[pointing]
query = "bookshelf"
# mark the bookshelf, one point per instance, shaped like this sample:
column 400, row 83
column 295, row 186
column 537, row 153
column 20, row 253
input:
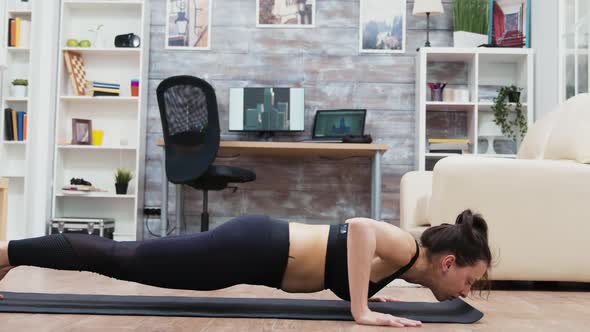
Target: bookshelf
column 464, row 109
column 121, row 118
column 17, row 55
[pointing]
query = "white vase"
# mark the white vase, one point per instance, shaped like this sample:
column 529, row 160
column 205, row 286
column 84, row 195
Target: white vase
column 22, row 5
column 468, row 39
column 19, row 91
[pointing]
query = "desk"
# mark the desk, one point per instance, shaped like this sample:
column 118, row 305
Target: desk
column 287, row 149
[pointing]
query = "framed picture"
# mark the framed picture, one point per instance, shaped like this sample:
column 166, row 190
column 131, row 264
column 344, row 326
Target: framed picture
column 188, row 24
column 510, row 23
column 382, row 26
column 81, row 131
column 285, row 13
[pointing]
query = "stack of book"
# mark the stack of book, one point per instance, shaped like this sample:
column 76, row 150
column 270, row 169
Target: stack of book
column 15, row 125
column 19, row 32
column 105, row 89
column 448, row 145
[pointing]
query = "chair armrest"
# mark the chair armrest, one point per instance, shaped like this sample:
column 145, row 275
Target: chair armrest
column 537, row 211
column 415, row 190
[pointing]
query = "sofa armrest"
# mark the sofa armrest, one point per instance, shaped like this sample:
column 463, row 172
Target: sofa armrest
column 537, row 211
column 415, row 190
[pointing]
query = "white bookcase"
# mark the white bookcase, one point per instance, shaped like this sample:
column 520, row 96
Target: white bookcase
column 121, row 118
column 13, row 153
column 473, row 74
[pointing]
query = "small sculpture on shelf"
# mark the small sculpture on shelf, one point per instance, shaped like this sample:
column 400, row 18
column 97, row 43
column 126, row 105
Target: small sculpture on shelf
column 19, row 88
column 513, row 124
column 122, row 179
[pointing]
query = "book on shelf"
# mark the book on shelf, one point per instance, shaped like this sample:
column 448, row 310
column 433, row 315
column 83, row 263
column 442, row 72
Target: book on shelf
column 449, row 140
column 8, row 135
column 15, row 125
column 19, row 32
column 105, row 89
column 447, row 146
column 448, row 151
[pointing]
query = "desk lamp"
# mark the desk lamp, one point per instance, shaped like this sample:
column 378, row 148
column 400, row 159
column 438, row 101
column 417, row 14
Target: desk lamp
column 427, row 8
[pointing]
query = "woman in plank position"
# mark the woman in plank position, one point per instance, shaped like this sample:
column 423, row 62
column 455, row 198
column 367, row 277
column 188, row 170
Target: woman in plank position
column 354, row 260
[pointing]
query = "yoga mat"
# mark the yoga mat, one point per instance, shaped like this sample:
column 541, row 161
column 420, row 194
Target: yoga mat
————————
Copy all of the data above word for word, leaving out the picture.

[pointing]
query = "bookshelf"
# mark the bookshelf, one point per instance, shaped like this sample:
column 400, row 83
column 295, row 186
column 537, row 153
column 20, row 253
input:
Target: bookshelf
column 464, row 109
column 121, row 118
column 17, row 55
[pointing]
query = "white vase"
# mark the white vase, one point per instance, shaped like this sample:
column 529, row 160
column 205, row 286
column 84, row 195
Target: white vase
column 22, row 5
column 468, row 39
column 19, row 91
[pointing]
query = "desk"
# mark the desk, one point per instance, shaped like this sample:
column 118, row 305
Target: desk
column 287, row 149
[pointing]
query = "framed picture"
# mark the framed picture, one point per instance, shaped like this sample:
column 166, row 190
column 131, row 264
column 344, row 326
Target: framed picture
column 188, row 24
column 510, row 23
column 382, row 26
column 81, row 131
column 285, row 13
[pointing]
query = "stack of book"
# mark the stack of book, one point per instance, shaped like this sample:
column 76, row 150
column 270, row 169
Target: stack of book
column 15, row 125
column 19, row 32
column 105, row 89
column 448, row 145
[pointing]
query = "chair armrest"
# mark the chair armrest, one point per instance, shaped like this sample:
column 145, row 275
Target: chair armrest
column 537, row 211
column 415, row 190
[pointing]
query = "sofa armrest"
# mark the sofa armrest, one point per instance, shaped like this sample:
column 463, row 172
Target: sofa armrest
column 537, row 211
column 415, row 190
[pointing]
query = "white bookcase"
# mark the white bookcase, one point per instance, shaped like this sample:
column 520, row 96
Target: white bookcase
column 121, row 118
column 13, row 153
column 473, row 74
[pointing]
query = "small sculpture on shelf"
# mark the small sculpture on shelf, one point per instance, shaped like this sample:
column 400, row 18
column 97, row 43
column 126, row 105
Target: small sculpture on shelf
column 19, row 88
column 513, row 124
column 122, row 179
[pointing]
query = "book on shelf"
# mark the book on shelf, one point per instance, shaped like this sample:
column 448, row 310
column 433, row 315
column 83, row 263
column 442, row 72
Target: book on shelf
column 449, row 140
column 8, row 135
column 15, row 125
column 19, row 32
column 105, row 89
column 447, row 146
column 448, row 151
[pointing]
query = "desk lamp"
# mark the desk lamp, one point per instance, shaped like this sample:
column 378, row 148
column 400, row 159
column 438, row 101
column 417, row 14
Target: desk lamp
column 427, row 8
[pointing]
query = "woman in plank position"
# mark the woman in plank position, one point per instance, shaped like this sample:
column 423, row 62
column 455, row 198
column 367, row 277
column 188, row 170
Target: woman in plank position
column 354, row 260
[pointing]
query = "yoga mat"
# mark the yoga mat, one point per instance, shaped like this sample:
column 541, row 161
column 420, row 194
Target: yoga mat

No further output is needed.